| CONSIGNE DE TRAVAIL 1 |
Répondez à ces questions sur l'extrait consacré à l'œuvre d'art et à la sublimation :
(a) Selon Esther Tellermann, qu'est-ce qui viendrait satisfaire l'artiste, plutôt que la valeur marchande de sa production ?
(b) Quel peintre et quel motif sont donnés comme un exemple « amplement travaillé » ?
(c) Quel nom Lacan donne-t-il au champ de la destruction au-delà de la putréfaction ?
| CONSIGNE DE TRAVAIL 2 |
Pouvez-vous prolonger l'extrait consacré à l'œuvre d'art et à la sublimation en reprenant après sa dernière phrase ?

| EXTRAIT DU TEXTE |
• • • • • • •
L’œuvre ouvre à l’au-delà du principe de plaisir, à la pulsion de mort et à l’entre-deux morts. C’est ce de quoi, protègent précisément l’éthique et la loi morale. Esther Tellermann de préciser : « Dans la sublimation, ce que l’artiste vient faire surgir, c’est un vide que bordent les signifiants, un irreprésentable. C’est ce vide qu’il borde qui viendrait le satisfaire, et non, comme le pensait Freud, la valeur marchande de sa production. Cette production équivaut à la jouissance de la Chose, à cette horreur à nous-même inconnue», sans se confondre réellement avec elle. C’est en ce point que se situe l’acte de l’artiste, en ce lieu, nous dit Esther Tellermann : « conjoignant l’intime à une radicale extériorité, résidu du champ de l’Autre, intérieur à l’ensemble des signifiants mais comme insymbolisabe (…) le poème, le tableau, le roman, l’opéra, réintroduisant, au champ des signifiants, le signifiant qui en est exclu, signifiant de la jouissance absolue», tout aussi bien La femme en tant qu’impossible, le Beau qui vient produire notre extase. Le très bel exemple de Cézanne et de ses pommes est amplement travaillé. Le coup de pinceau répété dans le mouvement circulaire qui noue la temporalité d’un passé, d’un présent et d’un avenir, montre ce qu’il n’atteint pas, tel l’objet insaisissable que contourne le trajet de la pulsion. Le reste qui gît au-devant de la scène est ce qui de la pomme nous a toujours échappé au même titre que notre destin de finitude, mortel. L’œuvre fait barre sur les mirages du narcissisme et nous introduit au cœur de l’expérience humaine du désir, qui dicte une éthique si différente de la chrétienne.

Comment reconnaître dès lors une œuvre d’art demande à plusieurs reprises Esther Tellermann ? Lacan a ouvert la boîte de la représentation pour montrer que le Beau n’a pas grand-chose à faire avec le beau idéal, mais par un jeu de mirage, indique la place du désir en tant qu’il ne dépend jamais d’un objet objectif, mais vidé, comme l’est tout rapport à l’être de l’homme. Le peintre trouve d’un coup de pinceau cette place. Marcel Duchamp déplace par exemple la signification de l’objet arraché à son utilité. Heidegger dit Lacan à propos des vieux souliers de Van Gogh nous montre à travers leur abandon, la corruption de la vie et que le beau est ultime barrière contre la mort : « L’« expérience du beau» est « la vraie barrière qui arrête le sujet devant le champ innommable du désir radical pour autant qu’il est le champ de la destruction absolue, de la destruction au-delà de la putréfaction», ce que Lacan nomme « seconde mort». L’au-delà des vanités, témoigne d’un franchissement de la limite qui est aussi bénéfique car c’est là que l’homme fait l’expérience de son désir et de ce fait, convoque la nécessité d’une éthique. Cela est exemplifié dans les nombreuses œuvres d’art dont il est question dans ce chapitre.
• • • • • • •
| DONNÉES DISPONIBLES |
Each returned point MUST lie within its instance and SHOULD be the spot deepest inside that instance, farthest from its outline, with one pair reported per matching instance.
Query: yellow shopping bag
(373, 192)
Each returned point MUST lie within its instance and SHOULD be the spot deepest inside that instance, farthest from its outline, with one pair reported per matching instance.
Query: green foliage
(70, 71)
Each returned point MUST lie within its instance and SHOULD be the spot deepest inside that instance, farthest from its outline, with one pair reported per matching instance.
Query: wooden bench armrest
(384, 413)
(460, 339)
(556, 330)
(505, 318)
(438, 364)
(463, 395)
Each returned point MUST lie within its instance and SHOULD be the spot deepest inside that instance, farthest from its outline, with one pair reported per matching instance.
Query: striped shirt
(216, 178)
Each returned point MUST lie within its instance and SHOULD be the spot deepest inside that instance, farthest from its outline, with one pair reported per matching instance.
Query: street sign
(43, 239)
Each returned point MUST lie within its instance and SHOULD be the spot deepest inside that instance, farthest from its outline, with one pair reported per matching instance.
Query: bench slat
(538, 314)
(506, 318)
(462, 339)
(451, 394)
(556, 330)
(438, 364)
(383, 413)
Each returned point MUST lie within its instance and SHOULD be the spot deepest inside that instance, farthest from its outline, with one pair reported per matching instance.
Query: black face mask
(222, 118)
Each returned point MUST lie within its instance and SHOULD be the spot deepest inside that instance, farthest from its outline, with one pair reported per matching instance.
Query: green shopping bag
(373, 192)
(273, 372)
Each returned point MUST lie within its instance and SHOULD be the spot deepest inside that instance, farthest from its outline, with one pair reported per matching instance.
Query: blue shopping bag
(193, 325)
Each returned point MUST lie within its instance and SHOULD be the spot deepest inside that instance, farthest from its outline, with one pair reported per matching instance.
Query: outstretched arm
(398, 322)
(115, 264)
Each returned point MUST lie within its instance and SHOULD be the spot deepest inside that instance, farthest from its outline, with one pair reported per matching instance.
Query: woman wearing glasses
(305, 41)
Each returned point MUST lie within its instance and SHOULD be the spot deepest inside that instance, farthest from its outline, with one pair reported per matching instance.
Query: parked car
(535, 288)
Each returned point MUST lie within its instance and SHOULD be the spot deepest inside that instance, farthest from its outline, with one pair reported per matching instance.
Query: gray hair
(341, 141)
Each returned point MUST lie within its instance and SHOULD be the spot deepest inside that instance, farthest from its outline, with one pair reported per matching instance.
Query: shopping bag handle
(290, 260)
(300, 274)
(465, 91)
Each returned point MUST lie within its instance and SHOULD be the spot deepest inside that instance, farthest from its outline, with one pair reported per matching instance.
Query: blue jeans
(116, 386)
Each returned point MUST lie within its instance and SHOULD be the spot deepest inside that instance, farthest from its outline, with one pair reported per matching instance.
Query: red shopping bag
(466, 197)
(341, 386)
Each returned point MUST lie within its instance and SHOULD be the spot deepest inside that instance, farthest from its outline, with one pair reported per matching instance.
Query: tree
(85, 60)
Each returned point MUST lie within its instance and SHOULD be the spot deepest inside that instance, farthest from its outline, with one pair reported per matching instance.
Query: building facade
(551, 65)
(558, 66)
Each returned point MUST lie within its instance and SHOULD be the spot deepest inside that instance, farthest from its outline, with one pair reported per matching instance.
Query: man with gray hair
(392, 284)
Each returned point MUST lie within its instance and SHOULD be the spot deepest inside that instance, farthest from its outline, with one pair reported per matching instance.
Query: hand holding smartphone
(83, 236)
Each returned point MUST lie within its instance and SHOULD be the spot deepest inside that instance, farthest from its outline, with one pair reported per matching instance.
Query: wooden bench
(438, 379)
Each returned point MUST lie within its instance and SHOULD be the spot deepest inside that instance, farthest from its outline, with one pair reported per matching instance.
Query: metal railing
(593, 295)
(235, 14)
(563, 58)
• • • • • • •
| RÉPONSE ATTENDUE 1 |
(a) Le vide qu'il borde, un vide que bordent les signifiants, un irreprésentable.
(b) Cézanne et ses pommes.
(c) La « seconde mort ».

| RÉPONSE ATTENDUE 2 |
Pour finir ce parcours très fort, la question résiduelle au chapitre 9 consiste à demander « Qu’est-ce qui fait tableau ?» On se souviendra qu’il s’agit là également d’une question vive de la clinique. En suivant l’émouvant témoignage de François Rouan,

« Ce qui “fait tableau, c’est finalement ce que le sensible saisit, dans ce qui fait image à l’intérieur, non pas celle que capte notre œil, mais plutôt l’image qui, presque à notre insu se forme à travers le sensible. C’est cet espace que j’appelle “tressage” — là où il y a quelque chose qui vient du dessous, de l’épaisseur du plan. Il y a eu un premier mouvement qui a été projeté sur la toile puis ce qui vient de l’épaisseur du plan, comme dirait Georges Didi-Hubermann, c’est ce qui me regarde»? Lacan qui a rencontré Rouan, de construire par la suite ses figures, point de convergence entre ses propres élaborations et celles de l’artiste. L’un comme l’autre nous fait saisir ce qu’il en est de la mise en place souhaitée du sujet dépendant du tressage correct des trois dit-mensions. Avec cette variante structurelle du nœud à trois ou à quatre. La peinture de François Rouan fait tresse à trois, pas à quatre comme l’écriture de Joyce. Ainsi, ce qui désormais fera tableau n’est plus monofocalité de la perspective classique, le point de fuite, où le regard se dépose et nous regarde, mais décentrement pur jusqu’au vertige, corps nu, plus seulement Un, imaginaire enveloppé du signifiant qui l’habille, mais Réel esseulé, déshabillé du langage. Le beau se manifeste de ne pas être principe de sublimité, mais approche de l’objet qui brutalise de ne se réduire en sa vérité, qu’à sa découpe.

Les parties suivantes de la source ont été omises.